| name | hugo-content-checker |
| description | This skill should be used when checking Hugo content for consistency issues, validating internal references, detecting duplicate content, verifying frontmatter completeness, and ensuring proper naming conventions. Use this skill to audit content quality, fix broken links, and maintain consistency across a Hugo site. |
Hugo Content Checker
This skill provides tools and guidance for analyzing Hugo content for consistency issues, broken references, orphaned pages, and quality problems.
Purpose
Maintaining a large Hugo documentation site requires consistent structure, proper linking, and high-quality metadata. This skill automates the detection of common issues that can degrade site quality and user experience:
- Broken internal links that lead to missing pages
- Orphaned content that exists but is never referenced
- Inconsistent frontmatter missing required metadata fields
- Naming convention violations that reduce maintainability
- Duplicate content that should be consolidated or cross-referenced
When to Use This Skill
Use this skill when:
- Auditing a Hugo site for consistency and quality issues
- Finding and fixing broken internal links and references
- Identifying content that may be orphaned or unused
- Validating that frontmatter is complete across all content
- Enforcing naming conventions across content sections
- Detecting potentially duplicate or very similar content
- Preparing for content refactoring or reorganization
- Setting up quality gates before deployment
How to Use This Skill
Step 1: Run the Content Analysis Script
Execute the analysis script to scan the Hugo content folder:
python3 .claude/skills/hugo-content-checker/scripts/analyze_content.py content/
The script accepts one optional argument:
- content-directory: Path to the Hugo content folder (defaults to
content/)
Step 2: Review the Analysis Results
The script outputs both human-readable and JSON results showing:
Broken Links
Files that reference non-existent content pages. These are critical errors that break navigation.
Example output:
[ERROR] content/concept/something.md
Broken link: 'concept/nonexistent'
How to fix: Verify the referenced page exists or update the link to the correct path.
Frontmatter Issues
Files missing required metadata fields or with empty values. These affect site functionality and search.
Example output:
[WARNING] content/wellbeing/page.md
Missing or empty frontmatter field: description
How to fix: Add the missing field to the frontmatter with appropriate content.
Orphaned Content
Content files that exist but are never referenced from other pages. These may be:
- Legitimately standalone pages (homepage sections)
- Pages missing from navigation
- Content that should be deleted
Example output:
[INFO] content/practical/old-page.md
Content file not referenced from any other file
How to fix: Either add references from other pages or verify the page should exist as standalone content.
Naming Issues
Filenames that violate conventions (uppercase, spaces, special characters).
Example output:
[WARNING] content/concept/My-Page.md
Filename contains uppercase letters (convention: lowercase)
How to fix: Rename the file to lowercase with hyphens (e.g., my-page.md).
Duplicate Content
Files with very similar content (>80% similarity) that may need consolidation.

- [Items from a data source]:
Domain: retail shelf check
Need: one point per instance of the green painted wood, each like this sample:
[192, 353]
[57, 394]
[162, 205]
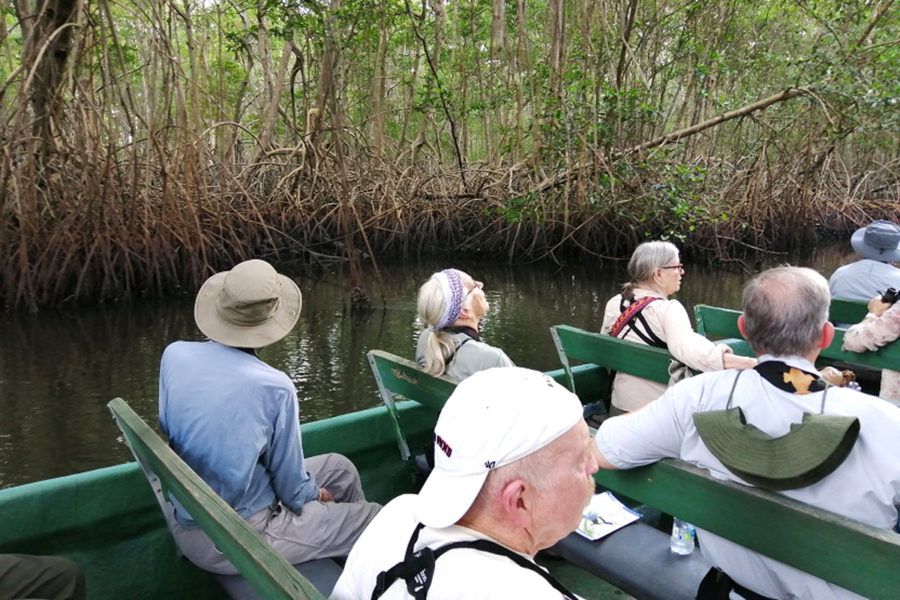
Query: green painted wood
[264, 568]
[844, 310]
[722, 323]
[855, 556]
[613, 354]
[717, 323]
[398, 377]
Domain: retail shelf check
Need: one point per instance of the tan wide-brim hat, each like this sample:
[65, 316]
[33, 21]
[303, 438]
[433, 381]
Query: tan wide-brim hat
[880, 240]
[250, 306]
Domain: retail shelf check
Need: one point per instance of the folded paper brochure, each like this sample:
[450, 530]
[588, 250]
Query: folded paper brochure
[603, 515]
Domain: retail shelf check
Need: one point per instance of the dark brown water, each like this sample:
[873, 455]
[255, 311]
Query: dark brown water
[59, 369]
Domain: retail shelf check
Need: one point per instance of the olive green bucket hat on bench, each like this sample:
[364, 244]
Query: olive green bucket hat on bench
[811, 450]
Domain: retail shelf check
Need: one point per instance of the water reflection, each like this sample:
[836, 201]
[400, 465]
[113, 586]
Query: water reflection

- [WHAT YOU HAVE TO DO]: Continue the Hugo content checker page above, starting right after its last sentence.

- [ANSWER TO THIS PROBLEM]:
Example output:
[WARNING] content/concept/page1.md
Similar to: content/concept/page2.md (85.3%)
How to fix: Review the files and either consolidate into one page with cross-references, or clarify the differences.
Step 3: Fix Issues Based on Severity
Priority order:
- ERROR (Critical): Broken links - fix immediately as they break functionality
- WARNING (High): Missing frontmatter, naming issues, duplicates - fix before deployment
- INFO (Low): Orphaned content - review and decide if intentional
Step 4: Validate Fixes
After making changes, run the script again to verify issues are resolved:
python3 .claude/skills/hugo-content-checker/scripts/analyze_content.py content/
Implementation Details
Analysis Script (scripts/analyze_content.py)
The Python script performs the following checks:
Broken Links Check
- Extracts all internal links from markdown content
- Matches against valid content paths in the content directory
- Ignores external links (http/https) and anchors (#)
- Supports Hugo ref/relref shortcodes and standard markdown links
Frontmatter Consistency
- Parses YAML frontmatter from each file
- Identifies required fields that are missing or empty
- Flags inconsistencies in field formats
- Respects special cases (e.g., index files may have different requirements)
Orphaned Content Detection
- Maps all content files to their URL paths
- Collects all referenced links from across the site
- Identifies content that is never referenced
- Excludes index files which may be accessed through navigation menus
Naming Convention Validation
- Checks for uppercase letters in filenames
- Identifies spaces or other problematic characters
- Flags violations of lowercase-with-hyphens convention
Duplicate Content Detection
- Extracts word sets from each page body
- Calculates Jaccard similarity between all pairs
- Flags pages with >80% similarity as potential duplicates
- Skips very short content (<50 words) to avoid false positives
Hugo Best Practices Reference
See references/hugo_best_practices.md for:
- Hugo content organization structure
- Frontmatter field specifications and examples
- Naming conventions and URL structure
- Internal linking patterns
- Common consistency problems and solutions
- Recommended workflow for content auditing
Integration with Your Workflow
Pre-commit Hook
Add to your git pre-commit hook to catch issues before committing:
#!/bin/bash
python3 .claude/skills/hugo-content-checker/scripts/analyze_content.py content/ > /tmp/content-check.json
if grep -q '"error"' /tmp/content-check.json; then
echo "Content consistency errors found. Fix before committing."
exit 1
fi
CI/CD Pipeline
Integrate into CI/CD to automatically check content on every push:
python3 .claude/skills/hugo-content-checker/scripts/analyze_content.py content/
Regular Audits
Run periodically to maintain content quality:
- After major content additions
- Before releases to production
- When preparing for content restructuring
- When performance issues arise
Limitations and Considerations
- The script performs basic similarity detection; high similarity doesn't always mean duplication
- Orphaned content detection is approximate; some pages may be accessed through menus rather than cross-links
- The script doesn't check for content quality, tone, or accuracy—only structural consistency
- External link checking is not included; use additional tools for that
- Performance scales linearly with content size; large sites may take a few seconds to analyze
Next Steps After Analysis
- Create an action plan based on issue severity and frequency
- Prioritize fixes starting with broken links (highest impact)
- Establish guidelines for future content to prevent similar issues
- Document decisions about orphaned content (keep, link, or delete)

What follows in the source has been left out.